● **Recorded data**
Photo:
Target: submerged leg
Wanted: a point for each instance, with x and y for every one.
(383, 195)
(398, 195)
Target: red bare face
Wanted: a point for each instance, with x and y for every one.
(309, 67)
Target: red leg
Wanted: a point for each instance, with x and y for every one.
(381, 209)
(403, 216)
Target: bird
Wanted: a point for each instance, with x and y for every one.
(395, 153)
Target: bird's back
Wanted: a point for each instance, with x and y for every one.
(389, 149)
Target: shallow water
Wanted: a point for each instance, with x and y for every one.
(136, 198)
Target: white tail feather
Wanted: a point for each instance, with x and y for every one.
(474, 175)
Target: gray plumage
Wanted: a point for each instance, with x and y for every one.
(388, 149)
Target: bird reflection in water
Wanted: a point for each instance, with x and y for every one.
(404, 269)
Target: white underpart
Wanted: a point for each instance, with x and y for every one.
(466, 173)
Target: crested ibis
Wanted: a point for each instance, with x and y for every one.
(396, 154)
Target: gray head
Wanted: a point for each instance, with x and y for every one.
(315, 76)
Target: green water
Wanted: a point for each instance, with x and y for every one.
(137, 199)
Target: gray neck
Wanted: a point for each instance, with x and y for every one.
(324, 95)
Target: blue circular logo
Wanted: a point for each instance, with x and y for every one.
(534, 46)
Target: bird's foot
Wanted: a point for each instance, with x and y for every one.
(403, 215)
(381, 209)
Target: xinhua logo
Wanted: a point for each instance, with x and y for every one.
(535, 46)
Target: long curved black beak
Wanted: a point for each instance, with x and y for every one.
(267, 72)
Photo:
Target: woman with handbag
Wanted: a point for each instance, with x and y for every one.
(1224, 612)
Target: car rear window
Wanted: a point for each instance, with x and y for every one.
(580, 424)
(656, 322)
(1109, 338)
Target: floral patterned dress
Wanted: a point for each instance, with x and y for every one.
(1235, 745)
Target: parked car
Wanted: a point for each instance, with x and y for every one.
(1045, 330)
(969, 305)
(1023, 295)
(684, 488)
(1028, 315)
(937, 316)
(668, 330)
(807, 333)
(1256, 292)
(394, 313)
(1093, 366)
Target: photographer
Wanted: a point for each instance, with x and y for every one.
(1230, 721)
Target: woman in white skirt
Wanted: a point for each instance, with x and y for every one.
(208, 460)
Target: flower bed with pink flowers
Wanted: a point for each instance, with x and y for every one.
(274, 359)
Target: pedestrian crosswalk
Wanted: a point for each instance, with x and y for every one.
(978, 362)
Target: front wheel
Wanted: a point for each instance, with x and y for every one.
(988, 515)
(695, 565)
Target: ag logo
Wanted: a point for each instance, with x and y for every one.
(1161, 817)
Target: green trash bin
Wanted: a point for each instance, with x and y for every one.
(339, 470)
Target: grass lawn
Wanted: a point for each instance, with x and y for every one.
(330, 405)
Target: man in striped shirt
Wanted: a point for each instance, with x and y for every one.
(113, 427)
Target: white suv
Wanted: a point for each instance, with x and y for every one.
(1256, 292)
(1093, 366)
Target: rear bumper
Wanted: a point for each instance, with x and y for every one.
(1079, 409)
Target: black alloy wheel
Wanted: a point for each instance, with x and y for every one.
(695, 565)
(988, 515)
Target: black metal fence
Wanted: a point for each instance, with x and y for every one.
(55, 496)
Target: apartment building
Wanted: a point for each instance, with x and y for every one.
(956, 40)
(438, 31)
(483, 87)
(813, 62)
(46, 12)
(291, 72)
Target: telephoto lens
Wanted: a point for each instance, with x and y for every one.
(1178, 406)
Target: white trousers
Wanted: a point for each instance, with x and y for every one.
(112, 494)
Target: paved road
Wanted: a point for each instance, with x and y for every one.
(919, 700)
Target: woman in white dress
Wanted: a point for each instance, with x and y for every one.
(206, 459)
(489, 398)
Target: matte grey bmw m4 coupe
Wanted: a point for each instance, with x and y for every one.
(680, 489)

● **Given task**
The records above need to be transcribed in full. Keep every character unchanged.

● **Full response**
Photo:
Target: submerged leg
Wanted: a point for each instance, with x and y for every one.
(383, 195)
(398, 195)
Target: red bare face
Wanted: a point for each instance, with x and y for every one.
(309, 67)
Target: red leg
Wanted: a point for each instance, with x and y for every one.
(381, 209)
(403, 216)
Target: bird
Wanted: a point for each instance, with x and y for every one.
(395, 153)
Target: bird's back
Wanted: a point for each instance, with x and y for every one.
(389, 149)
Target: shallow water
Wanted: a point for each instance, with x and y for every one.
(136, 198)
Target: white tail feather
Wanted: a point for each instance, with x and y for every one.
(474, 175)
Target: gray plumage
Wanted: a point for each instance, with x and y for every one.
(388, 149)
Target: bird reflection in water
Wanted: a point for each instance, with x and y for every one.
(404, 269)
Target: white underpart
Wanted: a point for each instance, with x and y for every one.
(466, 173)
Target: crested ibis
Wanted: a point for each instance, with x and y for every one.
(396, 154)
Target: gray head
Wanted: a point for each instance, with x and y for every one.
(315, 76)
Target: green water
Wanted: a point for each instance, with x and y for every one.
(137, 199)
Target: gray neck
Wanted: a point for each instance, with x and y for every one.
(324, 95)
Target: blue circular logo
Wanted: a point for each instance, with x and y for every one.
(534, 46)
Target: bird's foot
Wanted: a point for each instance, with x and y for every one.
(403, 215)
(381, 209)
Target: xinhua logo
Wanted: a point for each instance, with x and y for every one.
(535, 46)
Target: long curved black beak
Wanted: a point for each instance, with x and y for every one.
(267, 72)
Photo:
Target: woman with handbag
Wanted: a point for each instance, with x and y for every one.
(1224, 612)
Target: car rear window
Wanted: a point for each instance, with x and y for every one.
(580, 424)
(656, 322)
(1109, 338)
Target: floral patterned dress
Wanted: a point for each instance, with x and y for every one.
(1235, 745)
Target: parked car
Wanted: a point for each instance, with x and y for every one.
(1045, 330)
(969, 305)
(1023, 295)
(684, 488)
(1028, 315)
(937, 316)
(668, 330)
(807, 333)
(1256, 292)
(394, 313)
(1093, 366)
Target: photographer
Wanted: a point for each instance, with x and y for every one.
(1230, 721)
Target: woman in white skirt
Wanted: a point for each instance, with x and y for every one.
(208, 460)
Target: flower bed with pink flowers
Wanted: a point for each instance, with x and y for every one.
(274, 359)
Target: pedestrian crosswalk
Wanted: a point for each instance, with x and y for every one.
(978, 362)
Target: front wheel
Wanted: a point for each instance, with x and y for every one.
(988, 515)
(695, 565)
Target: ag logo
Wanted: a point for each instance, with x and y for every one.
(1161, 817)
Target: green trash bin
Wanted: a point for each instance, with x and y for every one.
(339, 470)
Target: grass lawn
Wanted: a point for each instance, with x and y for every one.
(330, 405)
Target: man in striped shirt
Wanted: a point for each instance, with x and y for every one.
(113, 427)
Target: white suv
Wanted: a point for each instance, with x and y for every one.
(1256, 292)
(1093, 366)
Target: rear bumper
Wanted: a point for each instance, with x and y for every one.
(1079, 409)
Target: black alloy wheel
Wanted: a point for each instance, with x and y for every one.
(695, 565)
(988, 515)
Target: black metal fence
Wanted: a point for each instance, with x and y for every one.
(55, 496)
Target: apartment building
Wanted: a point for each instance, with x and y for every one.
(956, 40)
(438, 31)
(483, 87)
(813, 62)
(46, 12)
(291, 72)
Target: telephoto lens
Wanted: a point for each instance, with x and y for every one.
(1178, 406)
Target: white trousers
Wanted: a point for each instance, with x and y for every one.
(112, 494)
Target: paved road
Wanted: a point for each instance, with x and y for every one.
(919, 700)
Target: woman in white dress
Wanted: a point for each instance, with x and y for every one.
(206, 459)
(489, 398)
Target: matte grey bmw m4 coupe
Wanted: a point for each instance, with x and y for every one.
(680, 489)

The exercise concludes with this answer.